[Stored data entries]
• • • • • • •

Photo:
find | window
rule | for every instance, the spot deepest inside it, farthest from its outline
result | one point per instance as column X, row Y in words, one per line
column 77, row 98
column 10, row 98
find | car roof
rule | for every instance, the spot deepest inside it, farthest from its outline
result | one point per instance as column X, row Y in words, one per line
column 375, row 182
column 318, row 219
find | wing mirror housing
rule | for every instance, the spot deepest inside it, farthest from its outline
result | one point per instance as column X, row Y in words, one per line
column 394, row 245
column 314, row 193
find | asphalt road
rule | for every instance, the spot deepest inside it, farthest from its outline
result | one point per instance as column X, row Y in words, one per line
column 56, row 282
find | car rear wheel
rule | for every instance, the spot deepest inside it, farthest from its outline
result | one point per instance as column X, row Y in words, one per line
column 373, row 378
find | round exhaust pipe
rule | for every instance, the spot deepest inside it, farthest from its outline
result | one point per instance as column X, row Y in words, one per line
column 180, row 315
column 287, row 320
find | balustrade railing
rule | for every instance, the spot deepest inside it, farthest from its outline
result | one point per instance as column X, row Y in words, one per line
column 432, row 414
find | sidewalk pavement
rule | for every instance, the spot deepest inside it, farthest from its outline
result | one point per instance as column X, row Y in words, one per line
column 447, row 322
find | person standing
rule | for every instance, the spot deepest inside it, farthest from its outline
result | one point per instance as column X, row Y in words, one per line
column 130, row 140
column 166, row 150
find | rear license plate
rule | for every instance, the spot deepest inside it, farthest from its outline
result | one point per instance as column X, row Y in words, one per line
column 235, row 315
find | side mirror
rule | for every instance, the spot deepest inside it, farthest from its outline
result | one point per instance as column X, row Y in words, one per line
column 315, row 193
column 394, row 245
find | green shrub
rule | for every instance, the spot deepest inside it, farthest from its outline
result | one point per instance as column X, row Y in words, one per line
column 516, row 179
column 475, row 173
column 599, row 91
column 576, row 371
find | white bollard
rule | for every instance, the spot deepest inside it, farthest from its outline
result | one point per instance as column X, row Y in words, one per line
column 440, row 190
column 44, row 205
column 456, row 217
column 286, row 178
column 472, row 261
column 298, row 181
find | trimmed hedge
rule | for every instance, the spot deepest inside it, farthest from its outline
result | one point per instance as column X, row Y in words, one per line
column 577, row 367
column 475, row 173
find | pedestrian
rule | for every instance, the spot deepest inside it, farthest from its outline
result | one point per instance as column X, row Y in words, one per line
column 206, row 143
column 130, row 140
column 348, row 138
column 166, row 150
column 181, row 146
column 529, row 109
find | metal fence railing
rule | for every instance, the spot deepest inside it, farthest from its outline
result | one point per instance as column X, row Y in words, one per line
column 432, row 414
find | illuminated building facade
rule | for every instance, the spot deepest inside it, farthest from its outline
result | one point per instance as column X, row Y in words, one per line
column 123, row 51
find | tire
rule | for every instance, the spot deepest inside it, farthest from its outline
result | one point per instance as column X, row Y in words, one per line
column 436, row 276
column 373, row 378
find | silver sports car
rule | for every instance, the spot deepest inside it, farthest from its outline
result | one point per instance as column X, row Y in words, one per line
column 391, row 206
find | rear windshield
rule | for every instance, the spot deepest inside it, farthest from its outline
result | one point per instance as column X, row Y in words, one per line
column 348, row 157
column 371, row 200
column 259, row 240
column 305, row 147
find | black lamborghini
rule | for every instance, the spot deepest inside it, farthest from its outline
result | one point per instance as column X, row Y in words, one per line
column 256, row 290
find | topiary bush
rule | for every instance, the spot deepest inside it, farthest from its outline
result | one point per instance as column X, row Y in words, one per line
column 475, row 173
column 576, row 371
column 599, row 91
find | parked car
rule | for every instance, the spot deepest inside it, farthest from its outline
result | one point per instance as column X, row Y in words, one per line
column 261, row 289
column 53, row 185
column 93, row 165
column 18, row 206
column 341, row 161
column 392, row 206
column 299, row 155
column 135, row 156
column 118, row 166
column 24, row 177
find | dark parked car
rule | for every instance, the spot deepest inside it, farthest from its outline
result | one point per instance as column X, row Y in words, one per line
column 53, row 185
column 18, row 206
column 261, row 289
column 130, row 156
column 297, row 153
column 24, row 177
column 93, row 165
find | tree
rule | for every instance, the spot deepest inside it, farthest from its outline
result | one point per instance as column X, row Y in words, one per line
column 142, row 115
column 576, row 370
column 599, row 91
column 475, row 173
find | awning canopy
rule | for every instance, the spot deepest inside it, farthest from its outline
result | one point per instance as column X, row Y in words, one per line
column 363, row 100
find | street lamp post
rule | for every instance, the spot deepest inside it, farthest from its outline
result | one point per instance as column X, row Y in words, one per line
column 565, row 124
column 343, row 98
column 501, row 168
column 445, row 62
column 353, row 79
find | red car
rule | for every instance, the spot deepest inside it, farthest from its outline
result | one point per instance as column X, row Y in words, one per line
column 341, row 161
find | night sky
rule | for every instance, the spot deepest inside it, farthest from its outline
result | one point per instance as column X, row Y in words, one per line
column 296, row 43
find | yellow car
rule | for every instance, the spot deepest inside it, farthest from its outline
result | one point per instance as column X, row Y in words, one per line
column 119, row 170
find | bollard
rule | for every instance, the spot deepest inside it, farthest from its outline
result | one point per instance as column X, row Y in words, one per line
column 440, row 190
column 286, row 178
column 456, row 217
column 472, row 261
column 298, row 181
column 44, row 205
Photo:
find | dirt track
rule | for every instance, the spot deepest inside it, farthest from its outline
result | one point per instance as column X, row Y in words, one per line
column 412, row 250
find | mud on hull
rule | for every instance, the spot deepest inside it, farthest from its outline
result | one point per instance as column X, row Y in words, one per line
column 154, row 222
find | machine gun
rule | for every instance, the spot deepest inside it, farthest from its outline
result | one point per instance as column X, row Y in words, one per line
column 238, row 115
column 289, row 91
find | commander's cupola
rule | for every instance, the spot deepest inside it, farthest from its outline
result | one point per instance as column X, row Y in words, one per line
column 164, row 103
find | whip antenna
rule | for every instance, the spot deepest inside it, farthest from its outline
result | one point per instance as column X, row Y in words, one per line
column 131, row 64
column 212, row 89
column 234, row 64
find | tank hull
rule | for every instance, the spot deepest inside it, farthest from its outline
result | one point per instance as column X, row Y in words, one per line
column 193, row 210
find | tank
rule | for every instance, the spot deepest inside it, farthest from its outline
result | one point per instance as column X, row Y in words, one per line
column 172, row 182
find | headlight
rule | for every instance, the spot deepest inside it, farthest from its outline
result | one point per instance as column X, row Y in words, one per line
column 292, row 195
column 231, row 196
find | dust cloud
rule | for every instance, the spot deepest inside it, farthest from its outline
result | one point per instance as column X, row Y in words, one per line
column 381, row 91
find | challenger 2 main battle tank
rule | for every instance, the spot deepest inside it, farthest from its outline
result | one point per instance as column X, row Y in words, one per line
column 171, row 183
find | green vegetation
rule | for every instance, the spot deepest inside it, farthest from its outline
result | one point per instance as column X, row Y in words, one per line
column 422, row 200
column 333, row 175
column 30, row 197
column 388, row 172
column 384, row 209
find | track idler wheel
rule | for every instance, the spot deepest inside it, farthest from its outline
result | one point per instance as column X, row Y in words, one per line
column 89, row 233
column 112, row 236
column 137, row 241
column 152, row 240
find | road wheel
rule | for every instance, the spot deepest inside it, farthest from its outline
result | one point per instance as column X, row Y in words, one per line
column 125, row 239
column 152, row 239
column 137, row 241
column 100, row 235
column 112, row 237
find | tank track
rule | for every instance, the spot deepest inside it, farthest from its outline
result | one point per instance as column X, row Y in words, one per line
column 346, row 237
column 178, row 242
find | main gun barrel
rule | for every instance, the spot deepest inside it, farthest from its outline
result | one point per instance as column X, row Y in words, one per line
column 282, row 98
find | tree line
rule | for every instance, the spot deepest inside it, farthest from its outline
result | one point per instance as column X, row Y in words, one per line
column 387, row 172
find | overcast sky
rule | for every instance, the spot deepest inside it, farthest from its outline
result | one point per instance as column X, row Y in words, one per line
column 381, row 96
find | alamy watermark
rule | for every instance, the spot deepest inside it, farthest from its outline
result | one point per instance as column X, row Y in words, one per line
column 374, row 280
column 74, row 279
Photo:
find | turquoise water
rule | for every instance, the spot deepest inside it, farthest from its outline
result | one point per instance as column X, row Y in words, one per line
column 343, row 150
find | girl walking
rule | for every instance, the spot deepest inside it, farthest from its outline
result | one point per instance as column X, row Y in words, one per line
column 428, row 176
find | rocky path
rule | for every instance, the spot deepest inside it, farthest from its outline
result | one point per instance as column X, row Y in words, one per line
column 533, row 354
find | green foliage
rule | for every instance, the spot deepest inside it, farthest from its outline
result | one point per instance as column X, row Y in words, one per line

• • • • • • •

Looking at the records above, state the number of lines where the word "green" occurs, and write nothing beyond it.

3